### Work to do
A – Reproduce word for word the portion of the Plotly tips passage starting at "Here’s a demo" and ending at "spacing between columns.".
B – Pick up the Plotly tips passage after its final line and keep writing.

### Passage provided
━━━━━━━━━━━━━━━━━━━━

Plotly Tips

Here’s a demo of various Plotly features and hacks.

8show_plot(
  px.scatter(votes, x='year', y='percent_yes', color='country',
1    facet_col='issue', facet_col_wrap=3, facet_col_spacing=.1,
2    trendline='lowess',
3    labels={"percent_yes": "% Yes Votes", "year": "Year", "country": "Country"},
4    title="Percentage of 'Yes' votes in the UN General Assembly"
  )
5  .update_traces(marker_size=2)
6  .for_each_annotation(lambda a: a.update(text=a.text.split("=", 1)[-1]))
7  .update_yaxes(tickformat=",.0%"))
1
Faceting: facet by columns. wrap at 3 columns. spacing between columns.
2
Trendline: add a lowess trendline. (Other options: ols for a linear regression)
3
Labels: use human-readable labels for the axes and legend.
4
Plot title.

━━━━━━━━━━━━━━━━━━━━

### Entries supplied
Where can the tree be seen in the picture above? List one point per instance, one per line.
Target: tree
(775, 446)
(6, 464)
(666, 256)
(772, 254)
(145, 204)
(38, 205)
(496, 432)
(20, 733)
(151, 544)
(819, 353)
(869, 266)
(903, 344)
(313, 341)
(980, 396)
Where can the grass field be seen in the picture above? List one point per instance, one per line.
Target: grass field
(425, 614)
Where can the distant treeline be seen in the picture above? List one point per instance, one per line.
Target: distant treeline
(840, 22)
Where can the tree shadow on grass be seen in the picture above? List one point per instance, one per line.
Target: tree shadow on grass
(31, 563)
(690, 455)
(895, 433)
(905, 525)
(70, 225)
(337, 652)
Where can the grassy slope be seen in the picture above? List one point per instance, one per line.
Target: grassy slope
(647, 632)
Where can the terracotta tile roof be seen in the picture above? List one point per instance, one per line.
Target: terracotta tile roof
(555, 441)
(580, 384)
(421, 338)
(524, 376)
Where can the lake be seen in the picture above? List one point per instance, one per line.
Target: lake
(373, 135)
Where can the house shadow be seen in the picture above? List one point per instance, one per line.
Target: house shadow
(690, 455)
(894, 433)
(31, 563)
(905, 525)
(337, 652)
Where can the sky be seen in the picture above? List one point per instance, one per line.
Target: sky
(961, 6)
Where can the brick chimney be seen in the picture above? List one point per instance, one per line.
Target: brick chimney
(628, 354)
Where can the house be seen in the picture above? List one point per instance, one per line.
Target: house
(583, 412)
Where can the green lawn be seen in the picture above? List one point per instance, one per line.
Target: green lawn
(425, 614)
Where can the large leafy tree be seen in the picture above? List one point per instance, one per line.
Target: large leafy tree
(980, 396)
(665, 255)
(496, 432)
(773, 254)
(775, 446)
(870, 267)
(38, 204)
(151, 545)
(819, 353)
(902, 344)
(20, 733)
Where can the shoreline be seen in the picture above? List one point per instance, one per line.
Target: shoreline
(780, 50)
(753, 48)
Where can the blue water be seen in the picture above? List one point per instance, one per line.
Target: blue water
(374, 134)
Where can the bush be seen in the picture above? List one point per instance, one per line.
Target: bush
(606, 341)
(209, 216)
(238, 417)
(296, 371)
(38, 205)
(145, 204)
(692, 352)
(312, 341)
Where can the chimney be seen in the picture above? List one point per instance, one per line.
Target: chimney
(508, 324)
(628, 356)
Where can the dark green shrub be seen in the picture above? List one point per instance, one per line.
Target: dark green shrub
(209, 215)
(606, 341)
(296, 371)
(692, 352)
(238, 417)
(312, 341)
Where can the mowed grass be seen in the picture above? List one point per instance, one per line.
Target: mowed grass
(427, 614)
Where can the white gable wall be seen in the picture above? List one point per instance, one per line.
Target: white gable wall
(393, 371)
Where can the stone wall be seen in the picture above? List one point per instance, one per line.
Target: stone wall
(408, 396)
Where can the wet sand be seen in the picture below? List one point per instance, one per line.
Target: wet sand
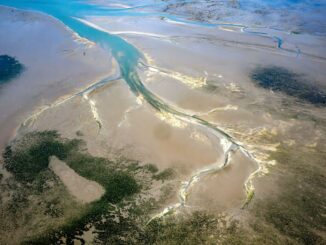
(203, 73)
(82, 189)
(56, 61)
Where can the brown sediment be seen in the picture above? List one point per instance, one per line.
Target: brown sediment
(56, 67)
(82, 189)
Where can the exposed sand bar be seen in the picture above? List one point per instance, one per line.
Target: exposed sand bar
(83, 189)
(57, 63)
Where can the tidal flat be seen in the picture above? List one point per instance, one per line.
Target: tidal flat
(162, 123)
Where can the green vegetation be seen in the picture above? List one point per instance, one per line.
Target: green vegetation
(166, 174)
(298, 213)
(31, 155)
(28, 158)
(9, 68)
(282, 80)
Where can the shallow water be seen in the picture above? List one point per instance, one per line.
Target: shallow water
(78, 16)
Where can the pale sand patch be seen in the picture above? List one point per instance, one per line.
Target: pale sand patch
(83, 189)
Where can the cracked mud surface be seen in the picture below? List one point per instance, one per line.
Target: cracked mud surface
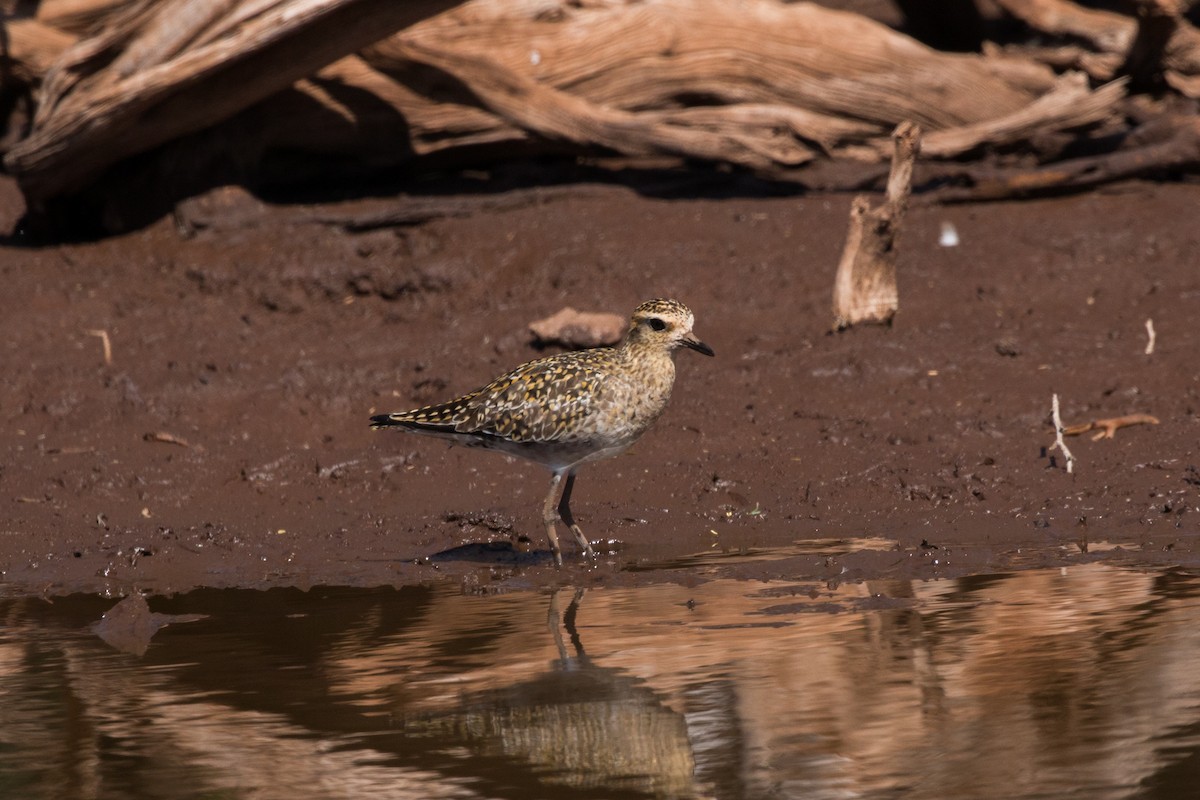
(227, 444)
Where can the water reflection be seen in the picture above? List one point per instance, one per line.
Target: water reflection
(1039, 684)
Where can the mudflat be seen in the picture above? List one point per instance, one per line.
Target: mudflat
(186, 405)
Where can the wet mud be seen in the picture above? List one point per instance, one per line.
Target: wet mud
(225, 441)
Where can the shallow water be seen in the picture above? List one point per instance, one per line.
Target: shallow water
(1079, 683)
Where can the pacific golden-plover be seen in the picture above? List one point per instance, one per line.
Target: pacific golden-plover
(564, 410)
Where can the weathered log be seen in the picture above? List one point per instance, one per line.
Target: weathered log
(1175, 148)
(763, 84)
(118, 94)
(1158, 44)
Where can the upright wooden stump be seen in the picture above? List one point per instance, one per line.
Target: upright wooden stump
(865, 287)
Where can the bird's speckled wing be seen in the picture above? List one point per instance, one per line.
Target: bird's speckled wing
(541, 401)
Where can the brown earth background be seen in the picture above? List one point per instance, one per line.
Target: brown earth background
(227, 441)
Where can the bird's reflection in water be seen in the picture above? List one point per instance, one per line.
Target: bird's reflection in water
(577, 726)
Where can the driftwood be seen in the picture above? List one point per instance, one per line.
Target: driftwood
(1157, 44)
(210, 90)
(865, 286)
(163, 70)
(1171, 143)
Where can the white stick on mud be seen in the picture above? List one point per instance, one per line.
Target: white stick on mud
(1057, 435)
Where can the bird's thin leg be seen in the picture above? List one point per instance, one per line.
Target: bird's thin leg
(550, 516)
(564, 512)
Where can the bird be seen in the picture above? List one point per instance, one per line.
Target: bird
(569, 409)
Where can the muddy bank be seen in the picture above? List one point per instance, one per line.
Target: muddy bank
(226, 443)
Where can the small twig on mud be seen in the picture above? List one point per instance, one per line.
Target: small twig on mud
(105, 342)
(169, 439)
(1059, 433)
(1108, 427)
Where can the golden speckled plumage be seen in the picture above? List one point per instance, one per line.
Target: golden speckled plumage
(571, 408)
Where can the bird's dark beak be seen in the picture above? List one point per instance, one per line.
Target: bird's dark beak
(697, 346)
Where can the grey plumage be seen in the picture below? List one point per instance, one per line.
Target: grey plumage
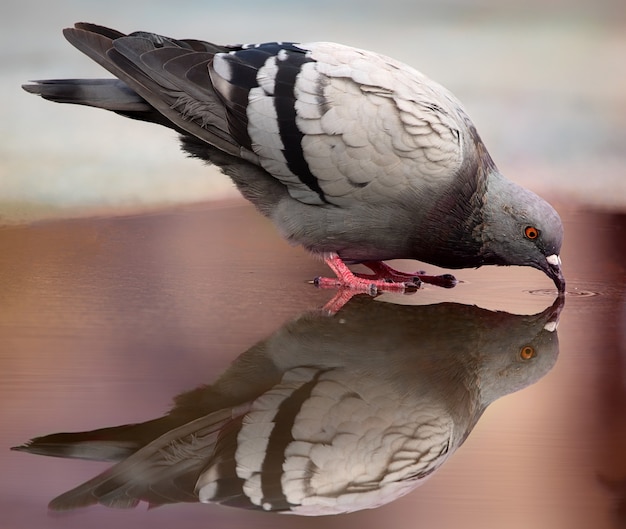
(349, 153)
(327, 415)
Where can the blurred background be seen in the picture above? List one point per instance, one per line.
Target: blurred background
(544, 82)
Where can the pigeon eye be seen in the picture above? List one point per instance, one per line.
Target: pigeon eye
(527, 352)
(531, 232)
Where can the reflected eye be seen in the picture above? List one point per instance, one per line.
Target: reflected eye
(531, 232)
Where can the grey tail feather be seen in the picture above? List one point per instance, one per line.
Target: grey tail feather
(108, 94)
(104, 444)
(164, 471)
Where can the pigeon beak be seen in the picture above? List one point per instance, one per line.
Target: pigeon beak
(553, 270)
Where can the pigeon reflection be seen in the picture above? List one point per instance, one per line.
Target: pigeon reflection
(330, 414)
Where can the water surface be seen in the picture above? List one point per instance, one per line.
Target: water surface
(104, 321)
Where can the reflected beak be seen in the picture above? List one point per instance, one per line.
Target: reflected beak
(553, 271)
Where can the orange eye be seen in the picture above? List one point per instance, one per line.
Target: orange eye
(531, 232)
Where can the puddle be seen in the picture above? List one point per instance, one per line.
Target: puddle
(104, 321)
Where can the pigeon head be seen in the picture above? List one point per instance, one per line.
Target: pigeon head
(520, 228)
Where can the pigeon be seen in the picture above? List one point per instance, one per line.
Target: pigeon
(354, 156)
(328, 415)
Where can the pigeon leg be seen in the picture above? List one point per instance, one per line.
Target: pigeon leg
(384, 271)
(370, 284)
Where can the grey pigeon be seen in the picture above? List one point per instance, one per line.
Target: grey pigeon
(353, 155)
(328, 415)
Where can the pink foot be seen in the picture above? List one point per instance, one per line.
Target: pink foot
(372, 284)
(382, 270)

━━━━━━━━━━━━━━━━━━━━

### Task-by-task outputs
A –
Here’s a demo of various Plotly features and hacks.

8show_plot(
  px.scatter(votes, x='year', y='percent_yes', color='country',
1    facet_col='issue', facet_col_wrap=3, facet_col_spacing=.1,
2    trendline='lowess',
3    labels={"percent_yes": "% Yes Votes", "year": "Year", "country": "Country"},
4    title="Percentage of 'Yes' votes in the UN General Assembly"
  )
5  .update_traces(marker_size=2)
6  .for_each_annotation(lambda a: a.update(text=a.text.split("=", 1)[-1]))
7  .update_yaxes(tickformat=",.0%"))
1
Faceting: facet by columns. wrap at 3 columns. spacing between columns.

B –
5
update_traces sets attributes on everything that gets drawn. marker_size=2 is shorthand for marker={'size': 2}. See Styling Markers
6
Remove the = from the annotation text. See Annotations
7
Tick format: use a percentage format for the y-axis. See Tick Formatting
8
Hack for making plots show in RStudio. This also, incidentally, gives us an open paren, which is helpful because Python doesn’t try to think that the code is done until we close that paren at the end. See the Quarto page in these notes for details on this hack.

Plot types we’ve used

Ticks

Ticks are the little marks on the axes that show where the values are. You can customize them using update_xaxes and update_yaxes. Useful attributes:

  • nticks: set the number of ticks. Example: nticks=4
  • tickformat: format the tick labels. Examples:
    • tickformat=",.2f": commas, 2 decimal places
    • tickformat=",.0%": percentage format with no decimal places
    • tickformat=",.1%": percentage format with 1 decimal place
    • tickformat="$,.0f": dollar format with no decimal places
  • tickvals: put ticks at specific values. Example: tickvals=[0, 1, 2, 3] or tickvals=gapminder['year'].unique()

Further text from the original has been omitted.